_Source text_.
○ ○ ○

Cad. Hist. Educ. vol.22  Uberlândia  2023  Epub 07-Ago-2023

https://doi.org/10.14393/che-v22-2023-202 

Dossiê 4 - Visões e práticas da educação como ferramentas transformativas

Visions and practices of education as transformative tools

Visiones y prácticas de la educación como herramientas transformadoras

Rosa Bruno-Jofré1 
http://orcid.org/0000-0002-3218-1227

Diana Gonçalves Vidal2 
http://orcid.org/0000-0002-7592-0448; lattes: 9794987194529294

1Queens University (Canada). brunojor@queensu.ca

2Universidade de São Paulo (Brazil). CNPq Research Productivity Fellow (Level 1A). dvidal@usp.br


Presentation

The six articles in this dossier were prepared for a cancelled symposium that was to take place in Salvador, Bahia, in July 2022. The planned symposium was part of a Social Sciences and Humanities Research Council of Canada (SSHRC) Connection Grant1, and was to gather members of the Theory and History of Education International Research Group (THEIRG), housed at the Faculty of Education, Queen’s University (https://educ.queensu.ca/their), along with members of the History of Education Research Group (NIEPHE) (https://sites.usp.br/niephe/) and the Thematic Project Education in Borders (https://sites.usp.br/educacaoemfronteiras/) of the University of São Paulo2.

The papers have in common the analysis of visions of education and educational aims in relation to social conceptions of change, along with a theological, philosophical, or socio-political ethical foundation. The authors do not neglect the agency of the individual as either an individual or a collective self - neither the contextual nuances nor the unexpected implications of the educational process.

○ ○ ○

_Data excerpt_.
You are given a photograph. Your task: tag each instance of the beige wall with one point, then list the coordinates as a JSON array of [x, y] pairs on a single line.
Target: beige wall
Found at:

○ ○ ○

_Exercises_.
1. Translate this sentence from the dossier presentation into Spanish: "The papers have in common the analysis of visions of education and educational aims in relation to social conceptions of change, along with a theological, philosophical, or socio-political ethical foundation."
2. Answer these questions using the dossier presentation.
(a) How many articles are in the dossier?
(b) Which university is Diana Gonçalves Vidal affiliated with?
(c) Whose agency do the authors not neglect?
3. Resume the dossier presentation on visions and practices of education, starting right after its last sentence.
The data come from a source other than the dossier presentation.

_Answers below_.
1. Los artículos tienen en común el análisis de visiones de la educación y de los fines educativos en relación con concepciones sociales del cambio, junto con un fundamento ético teológico, filosófico o sociopolítico.

2.
(a) Six.
(b) Universidade de São Paulo.
(c) The individual, as either an individual or a collective self.

3.
The first two articles deal with significant cases of globalism, networks, and international development, and have, as a common background, an expansive notion of space. Rosa Bruno-Jofré and Ana Jofre authored “The Early Jesuits’ Transformative Vision of Education in the Context of Colonization from Their Sixteenth-Century Beginnings to Their Suppression in 1773: A Longue Durée Synthesis and Online Interactive Map Locating the Colleges.” The Society of Jesus (Jesuits), founded with the approval of the pope in 1540, embraced education as its ministry, creating a network of full-fledged schools whose educational vision and pedagogies were grounded in Thomism, renaissance humanism, and Erasmus’ notion of piety. The schools were at what we now call the secondary and university levels, and they were for male students, who were viewed as future leaders. An interactive map illustrates their missions and schools across the globe and elucidates the political connections they built. The analysis and the interactive map reveal the Jesuits’ inculturation in the midst of coloniality and empires, showing the globality of the transnational enterprise. The map has been made freely available on the web.

Parallel to the spatial/geographical analysis, the paper does a historical analysis of how the Society embraced the notion of confessionality in relation to the good of Church and society with a nuanced notion of “coloniality of being.”3 The authors also examine how the Jesuits (despite internal conflicts) positioned themselves in relation to the political, ideological, and theological configurations of their localities, and to the emerging ecologies of knowledge of the sixteenth and seventeenth centuries in Europe. The authors explore how the Jesuits related to these knowledges and the limits to their articulation with those knowledges to which they sometimes contributed.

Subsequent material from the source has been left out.